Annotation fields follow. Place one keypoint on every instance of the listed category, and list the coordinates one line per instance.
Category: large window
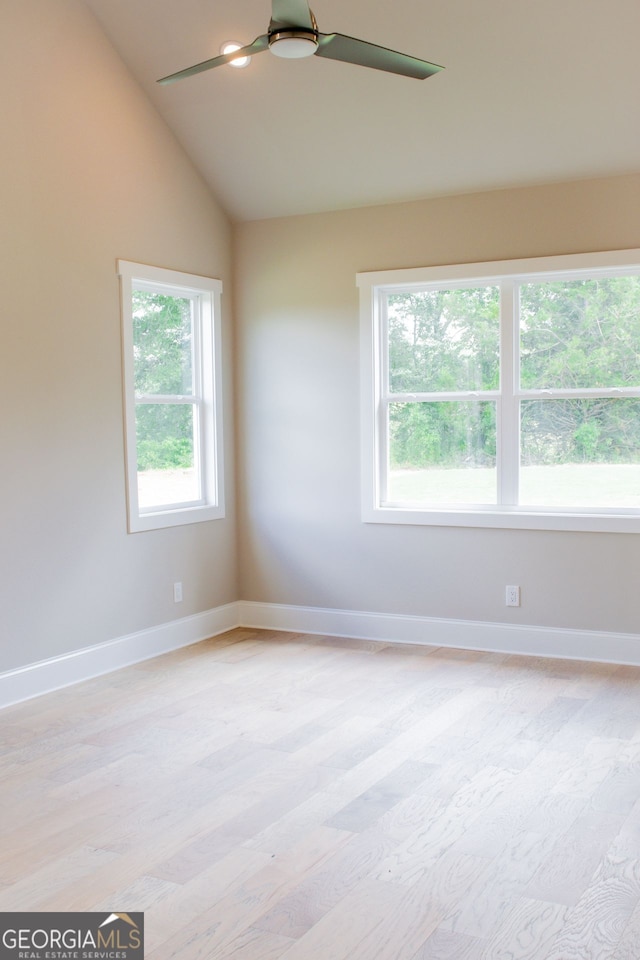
(171, 353)
(504, 394)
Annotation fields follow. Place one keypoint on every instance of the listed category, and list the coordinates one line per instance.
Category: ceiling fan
(293, 33)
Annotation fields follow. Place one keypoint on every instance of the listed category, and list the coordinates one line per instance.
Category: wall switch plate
(512, 598)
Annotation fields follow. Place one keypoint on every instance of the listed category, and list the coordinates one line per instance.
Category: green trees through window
(571, 357)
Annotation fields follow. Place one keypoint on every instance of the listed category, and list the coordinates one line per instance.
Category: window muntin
(504, 394)
(171, 349)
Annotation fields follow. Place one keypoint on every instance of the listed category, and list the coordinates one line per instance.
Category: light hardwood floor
(268, 795)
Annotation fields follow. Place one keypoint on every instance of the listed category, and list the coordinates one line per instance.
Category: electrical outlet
(512, 598)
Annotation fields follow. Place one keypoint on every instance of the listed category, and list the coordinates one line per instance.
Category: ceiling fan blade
(337, 46)
(291, 13)
(258, 45)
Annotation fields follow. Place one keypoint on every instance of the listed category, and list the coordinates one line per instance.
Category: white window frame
(205, 293)
(373, 289)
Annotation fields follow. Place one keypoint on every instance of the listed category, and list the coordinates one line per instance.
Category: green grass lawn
(571, 485)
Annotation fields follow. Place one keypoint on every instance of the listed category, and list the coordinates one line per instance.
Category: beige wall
(88, 173)
(302, 541)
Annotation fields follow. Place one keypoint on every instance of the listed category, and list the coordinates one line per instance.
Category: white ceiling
(534, 91)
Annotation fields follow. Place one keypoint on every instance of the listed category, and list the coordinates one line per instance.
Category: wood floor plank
(274, 796)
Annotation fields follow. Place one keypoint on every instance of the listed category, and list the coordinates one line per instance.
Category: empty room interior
(367, 686)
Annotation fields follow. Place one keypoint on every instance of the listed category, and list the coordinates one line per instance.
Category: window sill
(159, 519)
(503, 518)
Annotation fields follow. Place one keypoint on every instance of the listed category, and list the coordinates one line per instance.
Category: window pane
(580, 333)
(580, 453)
(162, 344)
(443, 340)
(442, 453)
(166, 463)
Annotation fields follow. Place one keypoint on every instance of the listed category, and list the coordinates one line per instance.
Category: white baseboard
(46, 676)
(623, 648)
(49, 675)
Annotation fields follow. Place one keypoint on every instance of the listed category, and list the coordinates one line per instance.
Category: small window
(504, 394)
(173, 423)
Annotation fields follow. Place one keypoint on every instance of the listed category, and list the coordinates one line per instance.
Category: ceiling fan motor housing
(293, 44)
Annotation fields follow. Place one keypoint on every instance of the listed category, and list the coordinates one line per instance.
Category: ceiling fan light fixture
(229, 47)
(293, 44)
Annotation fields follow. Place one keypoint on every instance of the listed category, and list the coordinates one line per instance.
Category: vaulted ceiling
(534, 91)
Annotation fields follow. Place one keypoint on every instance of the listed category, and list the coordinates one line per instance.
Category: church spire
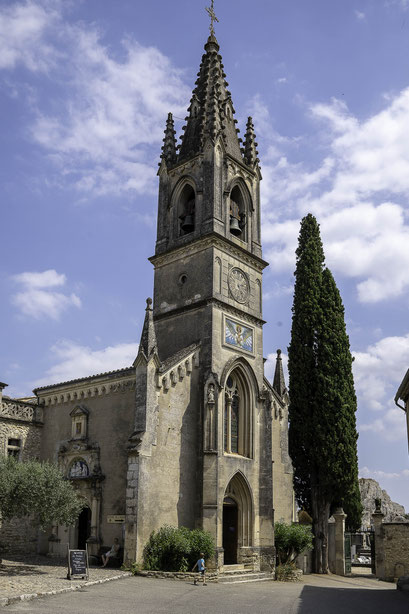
(211, 112)
(279, 382)
(250, 146)
(148, 338)
(169, 142)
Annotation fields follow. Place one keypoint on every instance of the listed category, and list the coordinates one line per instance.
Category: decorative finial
(212, 16)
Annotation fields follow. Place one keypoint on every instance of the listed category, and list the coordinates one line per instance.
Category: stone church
(192, 434)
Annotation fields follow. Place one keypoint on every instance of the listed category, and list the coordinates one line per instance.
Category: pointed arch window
(187, 210)
(238, 214)
(237, 415)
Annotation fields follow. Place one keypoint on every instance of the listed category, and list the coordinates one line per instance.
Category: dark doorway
(84, 527)
(230, 531)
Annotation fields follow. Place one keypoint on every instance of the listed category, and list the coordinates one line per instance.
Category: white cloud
(111, 109)
(23, 30)
(37, 300)
(379, 370)
(377, 373)
(357, 191)
(270, 365)
(365, 472)
(74, 361)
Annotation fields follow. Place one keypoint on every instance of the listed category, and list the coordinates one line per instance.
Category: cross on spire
(212, 16)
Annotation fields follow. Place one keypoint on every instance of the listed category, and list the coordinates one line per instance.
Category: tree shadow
(320, 600)
(30, 565)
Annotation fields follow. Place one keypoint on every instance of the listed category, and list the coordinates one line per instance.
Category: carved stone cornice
(17, 410)
(175, 373)
(81, 393)
(211, 240)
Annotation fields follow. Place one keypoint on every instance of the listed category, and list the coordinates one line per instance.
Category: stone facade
(391, 548)
(192, 434)
(371, 490)
(21, 428)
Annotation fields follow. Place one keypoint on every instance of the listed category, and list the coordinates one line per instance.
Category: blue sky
(85, 89)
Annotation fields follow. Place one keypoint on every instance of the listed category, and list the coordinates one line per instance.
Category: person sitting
(200, 564)
(111, 553)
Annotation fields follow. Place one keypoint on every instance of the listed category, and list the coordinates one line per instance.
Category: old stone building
(192, 434)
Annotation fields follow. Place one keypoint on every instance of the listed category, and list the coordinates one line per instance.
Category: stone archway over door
(84, 528)
(237, 519)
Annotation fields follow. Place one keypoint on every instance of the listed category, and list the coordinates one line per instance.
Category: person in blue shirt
(201, 568)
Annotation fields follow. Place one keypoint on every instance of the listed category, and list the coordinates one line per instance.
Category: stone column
(229, 402)
(377, 519)
(339, 517)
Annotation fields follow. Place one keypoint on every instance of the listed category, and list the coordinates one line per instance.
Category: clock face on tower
(238, 285)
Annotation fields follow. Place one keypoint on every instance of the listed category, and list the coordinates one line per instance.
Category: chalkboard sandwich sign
(78, 563)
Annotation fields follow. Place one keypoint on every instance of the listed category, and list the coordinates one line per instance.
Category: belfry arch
(237, 518)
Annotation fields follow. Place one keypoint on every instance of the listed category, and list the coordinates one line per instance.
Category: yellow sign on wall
(116, 518)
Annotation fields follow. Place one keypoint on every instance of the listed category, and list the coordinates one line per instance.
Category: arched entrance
(237, 519)
(84, 528)
(230, 527)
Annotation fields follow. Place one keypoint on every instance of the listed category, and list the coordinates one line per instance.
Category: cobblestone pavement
(41, 574)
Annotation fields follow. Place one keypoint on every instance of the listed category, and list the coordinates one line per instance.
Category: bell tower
(208, 248)
(208, 301)
(208, 425)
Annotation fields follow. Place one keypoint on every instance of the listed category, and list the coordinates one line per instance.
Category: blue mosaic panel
(239, 336)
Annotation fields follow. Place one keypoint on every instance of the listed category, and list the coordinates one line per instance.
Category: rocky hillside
(370, 490)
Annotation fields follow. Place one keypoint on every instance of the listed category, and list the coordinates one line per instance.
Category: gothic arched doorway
(84, 527)
(230, 530)
(237, 518)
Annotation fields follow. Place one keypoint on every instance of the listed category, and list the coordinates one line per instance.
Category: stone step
(232, 572)
(250, 576)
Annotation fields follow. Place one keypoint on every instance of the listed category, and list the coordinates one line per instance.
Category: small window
(14, 448)
(187, 210)
(238, 217)
(79, 422)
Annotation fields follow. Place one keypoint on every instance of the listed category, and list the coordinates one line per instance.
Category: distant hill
(370, 490)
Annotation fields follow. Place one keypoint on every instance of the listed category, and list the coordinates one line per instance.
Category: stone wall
(19, 421)
(371, 490)
(392, 550)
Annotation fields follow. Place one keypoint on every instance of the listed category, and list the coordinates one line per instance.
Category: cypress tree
(322, 398)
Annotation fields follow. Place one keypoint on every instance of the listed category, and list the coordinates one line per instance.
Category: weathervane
(212, 16)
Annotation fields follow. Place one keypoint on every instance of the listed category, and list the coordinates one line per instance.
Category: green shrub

▶ **To be done**: Write out the records above exactly as they stand, leaving out every picture.

▶ **Response to this exercise**:
Annotation fields follow. Place one keypoint on every instance of the listed category, and list the coordinates one line per instance.
Category: large window
(171, 353)
(504, 394)
Annotation fields follow. Place one keypoint on every instance of the listed category, and list the coordinates one line per instance.
Category: ceiling fan
(293, 33)
Annotation fields follow. Place one keypoint on every instance of the listed category, and list the coordinates one line per instance.
Category: wall switch plate
(512, 598)
Annotation fields follow. Place one keypoint on every instance of the listed category, and list the coordinates one line per instance.
Category: green trees through window
(571, 357)
Annotation fields follow. Place one keypoint on every instance of the listed category, and list the coordinates one line per instance.
Category: window muntin
(504, 394)
(171, 349)
Annotation fields follow. Place one keypoint on every instance of the listed category, and list the coordinates one line per instance.
Category: light hardwood floor
(268, 795)
Annotation fields follow. Place one keypoint on every instance of the listed category, and list the coordinates one line per instance.
Category: electrical outlet
(512, 598)
Annotation fields follow. Place one keypoint on every instance of the listed category, and list the coordinates one line per instance.
Category: ceiling fan blade
(337, 46)
(291, 13)
(258, 45)
Annotation fields follow. Place one keypoint on every instance of the listed category, and list the coordinates one line per instance.
Category: white window frame
(205, 293)
(373, 289)
Annotation fields follow. Place one keypoint on every instance of the listed category, and list the coordinates one line per instance.
Category: green grass lawn
(571, 485)
Annotation fields follow. Place one keypoint on every instance of the listed category, and list the coordinates one line per instance.
Category: beige wall
(88, 173)
(302, 541)
Annotation fields follow. Place one keypoint on every instance of the listed category, and list the coordinates one line per instance.
Category: white ceiling
(534, 91)
Annotation fields follow. Place one keypoint on every instance of the listed category, and list the coordinates one line per instance.
Category: wood floor plank
(274, 796)
Annotation fields follow. Place one keypoint on every instance of the listed category, and list the coordinates one line per instance.
Category: empty room interior
(367, 686)
Annotation fields follow. Place one keypoint on every instance of the listed category, and list the coordinates one line per instance.
Category: window sill
(159, 519)
(503, 518)
Annotation fields follow. Place one keypoint on every instance of the listed category, and list the coordinates one line per instance.
Category: window pane
(580, 333)
(580, 453)
(162, 344)
(443, 340)
(442, 453)
(166, 463)
Annotation fields follow. Place one keypoint on every instance of the listed category, and list the coordinates one line per instance.
Category: white baseboard
(46, 676)
(623, 648)
(49, 675)
Annotation fields follow. Place one keypoint on every instance of the listed category, and list the coordinates one line per instance.
Category: small window
(504, 394)
(173, 423)
Annotation fields follow. Place one keypoint on every instance of the listed category, and list the coordinates one line per instance.
Category: ceiling fan motor housing
(293, 44)
Annotation fields follow. Place one keypoint on every instance of the listed category, and list the coordinates one line per instance.
Category: ceiling fan light fixture
(229, 47)
(293, 44)
Annotation fields follow. Place one keypoint on every instance of the listed category, and list the coordinates one line per instance.
Category: vaulted ceiling
(534, 91)
Annotation fields follow. Place one keypoint on every instance of the listed category, and list the coordinates one line per instance.
Category: church spire
(211, 112)
(279, 382)
(250, 146)
(148, 338)
(169, 142)
Annotation fields follow. Place one keypoint on every instance of the listed category, and list the coordinates one line per instance.
Category: decorative finial
(212, 16)
Annotation fields follow. Place one keypoint on every instance of the listed category, and list the coordinates one line per instance.
Category: stone church
(192, 434)
Annotation fields follow. Place one keypoint on every instance of the listed category, and list the coordinates one line per instance.
Category: pointed arch window
(187, 210)
(238, 214)
(237, 415)
Annotation fields follow. Place one keypoint on every instance of the listed category, and list the coordinates one line per instance.
Category: dark doorway
(84, 527)
(230, 531)
Annotation fields follow. Place one keypoint on every instance of the listed category, and list the coordinates one line per instance.
Category: white cloud
(111, 109)
(23, 30)
(37, 300)
(379, 370)
(377, 373)
(357, 191)
(270, 365)
(365, 472)
(74, 361)
Annotation fields follow. Place one keypoint on every instance of the listed category, and list the coordinates one line per instance.
Category: cross on spire
(212, 16)
Annotation fields follow. Place one keypoint on every instance of the listed category, and list the coordinates one line per instance.
Category: tree shadow
(320, 600)
(30, 565)
Annotation fields follow. Place one keypoint on every instance of the listed category, and list the coordinates one line per instance.
Category: carved stone cornice
(17, 410)
(175, 373)
(81, 393)
(211, 240)
Annotation fields follow. Place one keypoint on every instance of the listed category, and list the coordinates one line per instance.
Category: stone facade
(391, 548)
(192, 434)
(371, 490)
(21, 428)
Annotation fields follow. Place one keypoint on every instance of the listed category, and list the coordinates one line per instance.
Category: blue sky
(85, 89)
Annotation fields follow. Place one keypoint on every instance of the listed category, and list the coordinates one line per instance.
Category: person sitting
(200, 564)
(111, 553)
Annotation fields follow. Place one keypoint on every instance of the listed category, and list the coordinates one line per instance.
Category: old stone building
(192, 434)
Annotation fields follow. Place one keypoint on every instance of the listed category, and list the coordinates one line per instance.
Category: stone archway over door
(84, 528)
(237, 519)
Annotation fields follow. Place one keypoint on every instance of the listed category, and list the coordinates one line per instance.
Category: person in blue shirt
(201, 568)
Annotation fields follow. Place one keypoint on every instance of the listed category, and list the coordinates one line per instance.
Category: stone column
(229, 402)
(377, 519)
(339, 517)
Annotation fields follow. Place one keypoint on every instance of the listed category, and list the coordinates one line per instance.
Category: clock face on tower
(238, 285)
Annotation fields follow. Place one keypoint on every instance of the listed category, and list the coordinates one line per instance.
Category: chalkboard sandwich sign
(78, 563)
Annotation fields follow. Place one keypoint on every instance of the listed category, and list the coordinates one line per instance.
Category: belfry arch
(237, 518)
Annotation fields follow. Place one keypoint on every instance of the listed category, and list the coordinates one line per instance.
Category: yellow sign on wall
(116, 518)
Annotation fields follow. Place one keypoint on every instance of the listed category, and list the coordinates one line per instance.
Category: arched entrance
(237, 519)
(84, 528)
(230, 527)
Annotation fields follow. Place one keypoint on every instance of the listed category, and list the coordinates one line per instance.
Category: cobblestone pavement
(41, 574)
Annotation fields follow. Place one keypoint on every instance of the listed category, and list the coordinates one line per instance.
Category: bell tower
(208, 248)
(208, 301)
(208, 425)
Annotation fields follow. Place one keypoint on every instance of the listed category, and list the coordinates one line per instance.
Category: blue mosaic panel
(239, 336)
Annotation fields follow. Place one keypoint on every instance of the listed category, and list the coordinates one line per instance.
Category: rocky hillside
(370, 490)
Annotation fields follow. Place one keypoint on every instance of the listed category, and list the coordinates one line per instance.
Category: gothic arched doorway
(84, 527)
(230, 530)
(237, 518)
Annotation fields follow. Place one keypoint on every instance of the listed category, and list the coordinates one line per instance.
Category: stone step
(232, 572)
(250, 576)
Annotation fields follow. Place one keypoint on every instance of the listed category, and list the coordinates one line per instance.
Category: small window
(14, 448)
(187, 210)
(238, 217)
(79, 422)
Annotation fields follow. Place one keypoint on every instance of the listed category, and list the coordinates one line per instance.
Category: distant hill
(370, 490)
Annotation fields follow. Place one keypoint on every instance of the listed category, and list the coordinates one line per instance.
Category: stone wall
(19, 421)
(371, 490)
(392, 550)
Annotation fields follow. Place one keypoint on every instance of the listed category, and list the coordinates one line per instance.
Category: cypress tree
(322, 398)
Annotation fields follow. Place one keypoint on every instance of the listed category, and list the coordinates one line per instance.
Category: weathervane
(212, 16)
Annotation fields follow. Place one keypoint on every instance of the listed category, and list the coordinates one line per instance.
Category: green shrub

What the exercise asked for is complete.